[Tugas Latihan]: Bisakah Anda melanjutkan artikel tentang RUU PKS dan kekerasan seksual di dunia digital mulai dari kalimat terakhirnya?

[Artikel]:
::::::::

Ketua Panja: RUU PKS Bakal Mengatur Sanksi Kekerasa Seksual di Dunia Digital

Langkah sinkronisasi yang dilakukan dengan menambahkan poin-poin yang belum diatur dalam UU Pornografi maupun UU ITE.

oleh Liputan6.com diperbarui 23 Jul 2021, 08:28 WIB
Diterbitkan 23 Jul 2021, 08:28 WIB
Kaum Hawa Desak DPR Segera Sahkan RUU PKS
Massa Kolaborasi Nasional menggelar aksi di depan Gedung DPR/MPR, Jakarta, Selasa (17/9/2019). Massa yang menuntut DPR segera mengesahkan Rancangan Undang-Undang (RUU) Penghapusan Kekerasan Seksual (PKS) ini datang dari berbagai daerah. (Liputan6.com/JohanTallo)

Liputan6.com, Jakarta Ketua Panitia Kerja (Panja) Rancangan Undang-Undang (RUU) Penghapusan Kekerasan Seksual (PKS) Willy Aditya menyatakan bahwa RUU PKS akan mencakup isu kekerasan seksual di dunia digital.

"Dalam (dunia) digital, kami melakukan sinkronisasi dengan Undang-Undang Pornografi dan Undang-Undang ITE (Informasi dan Transaksi Elektronik),” kata Willy Aditya saat dihubungi Kamis (22/7/2021). 

Adapun langkah sinkronisasi yang dilakukan adalah menambahkan poin-poin yang belum diatur dalam UU Pornografi maupun UU ITE. Poin-poin ini masih dalam proses peninjauan oleh Panja untuk mencegah terjadinya tumpang-tindih antara satu peraturan dengan peraturan yang lainnya.

"Kita hidup sudah bertransformasi ke era digital. Maka kemudian, kekerasan seksual juga terjadi di (dunia) digital,” katanya.

::::::::

[Catatan pelabelan lokasi]
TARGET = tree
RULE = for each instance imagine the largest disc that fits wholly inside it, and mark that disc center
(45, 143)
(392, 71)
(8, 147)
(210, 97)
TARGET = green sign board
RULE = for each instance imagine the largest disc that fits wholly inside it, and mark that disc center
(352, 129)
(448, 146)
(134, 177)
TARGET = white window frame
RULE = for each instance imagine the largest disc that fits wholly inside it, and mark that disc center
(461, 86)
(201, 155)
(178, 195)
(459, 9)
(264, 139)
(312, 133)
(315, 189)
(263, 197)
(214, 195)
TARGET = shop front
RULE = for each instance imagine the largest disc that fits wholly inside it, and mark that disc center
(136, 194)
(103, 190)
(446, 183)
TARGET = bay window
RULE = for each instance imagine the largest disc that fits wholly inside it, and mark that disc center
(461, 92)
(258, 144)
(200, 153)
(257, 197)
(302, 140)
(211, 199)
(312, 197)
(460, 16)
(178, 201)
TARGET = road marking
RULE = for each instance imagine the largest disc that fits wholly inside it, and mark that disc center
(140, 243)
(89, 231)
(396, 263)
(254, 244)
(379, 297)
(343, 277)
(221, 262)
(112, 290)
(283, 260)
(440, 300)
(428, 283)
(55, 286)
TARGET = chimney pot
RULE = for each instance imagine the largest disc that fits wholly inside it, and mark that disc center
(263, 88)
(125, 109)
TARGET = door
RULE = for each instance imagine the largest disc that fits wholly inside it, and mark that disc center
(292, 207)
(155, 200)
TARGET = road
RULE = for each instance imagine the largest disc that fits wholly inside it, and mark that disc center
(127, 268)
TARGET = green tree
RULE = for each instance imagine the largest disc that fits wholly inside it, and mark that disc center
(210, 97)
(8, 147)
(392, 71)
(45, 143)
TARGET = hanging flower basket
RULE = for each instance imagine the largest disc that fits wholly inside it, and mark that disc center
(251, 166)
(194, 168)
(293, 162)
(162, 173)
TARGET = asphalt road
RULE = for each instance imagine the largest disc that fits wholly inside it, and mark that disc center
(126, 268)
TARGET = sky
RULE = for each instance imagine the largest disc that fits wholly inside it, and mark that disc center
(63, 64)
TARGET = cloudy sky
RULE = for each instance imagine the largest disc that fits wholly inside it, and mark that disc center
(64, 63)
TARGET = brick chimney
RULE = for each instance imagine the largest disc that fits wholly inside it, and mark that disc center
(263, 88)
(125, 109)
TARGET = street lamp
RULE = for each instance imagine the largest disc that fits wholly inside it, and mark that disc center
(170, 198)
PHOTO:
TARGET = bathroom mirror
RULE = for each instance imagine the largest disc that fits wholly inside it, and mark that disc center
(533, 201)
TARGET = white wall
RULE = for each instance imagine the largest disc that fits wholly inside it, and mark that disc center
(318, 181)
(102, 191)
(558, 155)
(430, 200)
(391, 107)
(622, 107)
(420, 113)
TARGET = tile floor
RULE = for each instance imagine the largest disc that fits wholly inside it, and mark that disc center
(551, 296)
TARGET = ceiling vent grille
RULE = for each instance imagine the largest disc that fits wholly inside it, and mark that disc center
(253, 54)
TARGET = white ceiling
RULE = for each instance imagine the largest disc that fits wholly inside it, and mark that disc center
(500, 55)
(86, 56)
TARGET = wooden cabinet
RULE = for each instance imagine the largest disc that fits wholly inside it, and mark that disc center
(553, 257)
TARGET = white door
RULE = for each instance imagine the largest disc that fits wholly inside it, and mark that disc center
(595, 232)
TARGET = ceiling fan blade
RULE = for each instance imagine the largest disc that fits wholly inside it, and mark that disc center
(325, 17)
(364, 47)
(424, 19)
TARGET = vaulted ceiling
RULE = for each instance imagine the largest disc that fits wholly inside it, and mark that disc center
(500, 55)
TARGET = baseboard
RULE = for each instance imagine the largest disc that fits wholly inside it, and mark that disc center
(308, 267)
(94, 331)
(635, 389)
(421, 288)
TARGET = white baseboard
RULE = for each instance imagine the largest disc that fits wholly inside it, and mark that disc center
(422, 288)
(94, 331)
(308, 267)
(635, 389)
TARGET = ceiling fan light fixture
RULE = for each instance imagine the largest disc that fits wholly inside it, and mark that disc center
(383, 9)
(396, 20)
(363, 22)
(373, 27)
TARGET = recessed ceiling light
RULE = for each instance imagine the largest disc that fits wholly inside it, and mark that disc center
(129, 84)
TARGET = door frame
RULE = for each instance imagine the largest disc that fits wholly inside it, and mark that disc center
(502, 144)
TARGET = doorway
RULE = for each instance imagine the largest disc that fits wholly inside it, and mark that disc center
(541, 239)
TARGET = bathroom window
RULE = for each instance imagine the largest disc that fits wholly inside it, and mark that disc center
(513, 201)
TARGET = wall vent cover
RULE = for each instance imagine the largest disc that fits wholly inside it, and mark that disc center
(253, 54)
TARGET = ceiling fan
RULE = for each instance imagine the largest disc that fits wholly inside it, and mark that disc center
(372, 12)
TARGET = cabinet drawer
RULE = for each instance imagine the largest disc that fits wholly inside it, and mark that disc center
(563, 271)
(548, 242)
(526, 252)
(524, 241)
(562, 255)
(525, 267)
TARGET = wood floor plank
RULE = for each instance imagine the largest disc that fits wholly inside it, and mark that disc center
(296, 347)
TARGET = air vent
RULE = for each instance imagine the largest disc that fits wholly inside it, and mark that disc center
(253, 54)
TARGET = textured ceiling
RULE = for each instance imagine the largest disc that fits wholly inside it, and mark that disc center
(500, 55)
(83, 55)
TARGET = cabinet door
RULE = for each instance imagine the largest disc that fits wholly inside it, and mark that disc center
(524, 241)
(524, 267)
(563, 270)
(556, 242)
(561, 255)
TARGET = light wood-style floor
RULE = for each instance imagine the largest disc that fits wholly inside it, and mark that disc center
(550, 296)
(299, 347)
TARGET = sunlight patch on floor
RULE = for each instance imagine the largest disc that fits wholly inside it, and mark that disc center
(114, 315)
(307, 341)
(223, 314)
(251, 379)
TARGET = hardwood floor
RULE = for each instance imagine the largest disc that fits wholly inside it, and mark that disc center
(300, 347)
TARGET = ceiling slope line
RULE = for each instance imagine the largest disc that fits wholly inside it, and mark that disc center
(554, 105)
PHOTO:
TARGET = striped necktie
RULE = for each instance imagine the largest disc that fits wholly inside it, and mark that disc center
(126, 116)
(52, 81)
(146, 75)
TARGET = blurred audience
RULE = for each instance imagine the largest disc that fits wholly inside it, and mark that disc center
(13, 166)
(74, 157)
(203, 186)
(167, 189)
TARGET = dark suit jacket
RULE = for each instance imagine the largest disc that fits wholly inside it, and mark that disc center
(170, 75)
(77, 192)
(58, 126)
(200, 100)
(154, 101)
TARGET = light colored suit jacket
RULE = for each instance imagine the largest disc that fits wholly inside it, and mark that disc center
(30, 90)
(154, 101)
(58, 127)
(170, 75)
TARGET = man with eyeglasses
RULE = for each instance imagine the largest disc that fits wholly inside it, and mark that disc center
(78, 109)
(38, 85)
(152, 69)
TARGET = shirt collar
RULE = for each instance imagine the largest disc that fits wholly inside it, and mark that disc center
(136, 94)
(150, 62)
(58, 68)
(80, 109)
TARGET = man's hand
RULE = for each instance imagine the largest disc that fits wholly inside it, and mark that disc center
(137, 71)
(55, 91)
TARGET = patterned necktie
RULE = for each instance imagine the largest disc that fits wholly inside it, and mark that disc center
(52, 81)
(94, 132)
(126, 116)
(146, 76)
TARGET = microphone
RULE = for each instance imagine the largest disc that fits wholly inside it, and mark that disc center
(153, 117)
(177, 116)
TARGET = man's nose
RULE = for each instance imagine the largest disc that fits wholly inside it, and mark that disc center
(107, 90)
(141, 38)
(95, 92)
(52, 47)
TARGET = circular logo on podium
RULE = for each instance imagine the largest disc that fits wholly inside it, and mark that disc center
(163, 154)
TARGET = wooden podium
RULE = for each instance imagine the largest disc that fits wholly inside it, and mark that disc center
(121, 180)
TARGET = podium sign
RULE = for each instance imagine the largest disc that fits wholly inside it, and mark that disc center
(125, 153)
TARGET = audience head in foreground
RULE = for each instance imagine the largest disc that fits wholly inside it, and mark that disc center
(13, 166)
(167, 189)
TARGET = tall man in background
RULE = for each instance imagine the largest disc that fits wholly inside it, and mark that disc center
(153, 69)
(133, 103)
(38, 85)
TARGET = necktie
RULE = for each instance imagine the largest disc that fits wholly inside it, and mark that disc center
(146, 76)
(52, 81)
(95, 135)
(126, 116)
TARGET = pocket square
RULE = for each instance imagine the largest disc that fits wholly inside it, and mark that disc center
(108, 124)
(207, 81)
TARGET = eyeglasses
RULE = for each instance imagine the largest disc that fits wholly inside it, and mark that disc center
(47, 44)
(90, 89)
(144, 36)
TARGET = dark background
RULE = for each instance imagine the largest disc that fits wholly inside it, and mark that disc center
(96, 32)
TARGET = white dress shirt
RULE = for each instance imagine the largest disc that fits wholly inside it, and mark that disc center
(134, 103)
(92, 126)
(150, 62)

::::::::

[Jawaban Tugas]:
Terlebih, dengan munculnya fenomena-fenomena prostitusi dalam jaringan (daring) yang juga melibatkan anak di bawah umur.

Berdasarkan buku panduan Kekerasan Berbasis Gender Online yang disusun oleh Kusuma dan Arum (2020), terdapat enam aktivitas yang dapat dikategorikan sebagai jenis kekerasan yang dilakukan secara daring, yaitu: pelanggaran privasi, pengawasan dan pemantauan, perusakan reputasi, online harassment, ancaman dan kekerasan, serta community targeting.

Menurut Willy, Kitab Undang-Undang Hukum Pidana (KUHP) masih belum cukup untuk menjadi payung hukum dalam memproses pelanggaran-pelanggaran kekerasan seksual yang terjadi secara terperinci, sehingga dibutuhkan RUU PKS untuk menutup kekurangan-kekurangan yang terdapat di dalam KUHP.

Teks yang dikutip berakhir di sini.